▶ Required actions:
1. In the feltmaking excerpt, restate the paragraph beginning "I have tried to give you an idea" in a single shorter sentence that keeps its main points.
2. Transcribe every one of the entries below, line for line and without any changes.

I have tried to give you an idea of my kind of subjects and concerns, which I suppose are really only visual descriptions of what and of how I see. ‘Ways of seeing.’ The choices made along the way are what it is all about.

JC 03

I would like to finish with a comment I made to some feltmakers at a conference some years back but which I still try to hold to myself: ‘I firmly believe that drawing, painting and observation have contributed more to my work in felt than has the medium itself, or rather they have allowed me to continue with felt beyond the point where I would otherwise have left it, by suggesting avenues of inquiry. I am sure that all feltmakers of however long acquaintance know of the excitement of discovery and the beauty which the medium brings, so easily, and will agree that a balance is required between allowing the medium its head and making it do what is wanted. An argument against the use of felt is that it ‘gives’ of itself too much, and therefore, if reliance on that ‘gift’ is too great. all work in felt becomes similar, banal. It must be made to behave, beautifully why not, but in a controlled way. It must be fed with ideas, not allowed to be fixed in its own past. Felt is a brilliant teacher; it tells us of colour mixing, it tells us of graduated colour, it tells us of collage, it shows us that develoment can, if necessary take the form of destruction and reconstruction. They are valuable lessons, but too many of these things together can become a riot of decoration. What is needed is a reason for being, a simple statement.’

Stored dataset items
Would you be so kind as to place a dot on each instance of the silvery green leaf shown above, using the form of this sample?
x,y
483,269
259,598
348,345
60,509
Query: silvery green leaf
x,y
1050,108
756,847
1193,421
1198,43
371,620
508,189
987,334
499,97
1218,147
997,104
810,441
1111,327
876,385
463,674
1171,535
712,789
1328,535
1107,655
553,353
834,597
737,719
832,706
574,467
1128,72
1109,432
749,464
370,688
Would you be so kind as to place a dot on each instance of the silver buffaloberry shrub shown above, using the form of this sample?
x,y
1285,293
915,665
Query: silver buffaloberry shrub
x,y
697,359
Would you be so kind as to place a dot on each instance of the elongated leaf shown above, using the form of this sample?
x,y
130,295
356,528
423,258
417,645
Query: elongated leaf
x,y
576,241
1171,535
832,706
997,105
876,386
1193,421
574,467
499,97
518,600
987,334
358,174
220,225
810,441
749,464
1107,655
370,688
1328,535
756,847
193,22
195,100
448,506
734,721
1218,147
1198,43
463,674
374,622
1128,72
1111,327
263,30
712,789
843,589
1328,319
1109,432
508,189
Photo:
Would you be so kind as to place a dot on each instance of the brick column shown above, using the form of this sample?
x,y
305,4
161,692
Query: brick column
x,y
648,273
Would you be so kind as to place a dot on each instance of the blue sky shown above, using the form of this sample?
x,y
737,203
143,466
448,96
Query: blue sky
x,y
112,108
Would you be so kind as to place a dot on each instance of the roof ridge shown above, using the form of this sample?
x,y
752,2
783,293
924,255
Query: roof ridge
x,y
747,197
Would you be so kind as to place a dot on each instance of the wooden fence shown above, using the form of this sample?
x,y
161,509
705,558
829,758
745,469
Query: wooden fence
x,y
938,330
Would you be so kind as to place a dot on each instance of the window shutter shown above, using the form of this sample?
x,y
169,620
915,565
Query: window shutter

▶ Per-task outputs:
1. The subjects and concerns shown are really visual descriptions of what and how the writer sees ("ways of seeing"), and the choices made along the way are what it is all about.

2.
Would you be so kind as to place a dot on each instance of the silvery green leaf shown above, using the form of this sample?
x,y
483,269
259,598
348,345
60,509
Query: silvery green leaf
x,y
1050,108
756,847
1193,421
1198,43
371,620
508,189
987,334
499,97
1218,147
997,104
810,441
1111,327
876,385
463,674
1171,535
712,789
1328,535
1107,655
553,353
834,597
737,719
832,706
574,467
1128,72
1109,432
749,464
370,688
Would you be so kind as to place a dot on each instance of the silver buffaloberry shrub shown above, using the form of this sample?
x,y
1285,293
915,665
Query: silver buffaloberry shrub
x,y
697,359
Would you be so kind as to place a dot on each instance of the elongated leaf shown above, using the form of this sample?
x,y
130,295
356,528
423,258
417,645
Query: elongated leaf
x,y
576,241
1171,535
832,706
997,105
876,386
1193,421
574,467
499,97
518,600
987,334
358,174
220,225
810,441
749,464
1107,655
370,688
1328,535
756,847
193,22
195,100
448,506
734,721
1218,147
1198,43
463,674
374,622
1128,72
1111,327
263,30
712,789
843,589
1328,319
1109,432
508,189
Photo:
Would you be so kind as to place a dot on each instance of the brick column shown above, using the form of this sample?
x,y
305,4
161,692
Query: brick column
x,y
648,273
Would you be so kind as to place a dot on each instance of the blue sky shown above, using the form of this sample?
x,y
737,203
143,466
448,96
Query: blue sky
x,y
112,108
Would you be so kind as to place a dot on each instance of the roof ridge shown above, using the form of this sample?
x,y
752,2
783,293
924,255
Query: roof ridge
x,y
747,197
Would you be so kind as to place a dot on each instance of the wooden fence shown above, using the form of this sample?
x,y
161,509
705,558
829,758
745,469
Query: wooden fence
x,y
938,330
Would you be so kind as to place a dot on each instance of the window shutter shown above, using the form of this sample?
x,y
169,620
915,565
Query: window shutter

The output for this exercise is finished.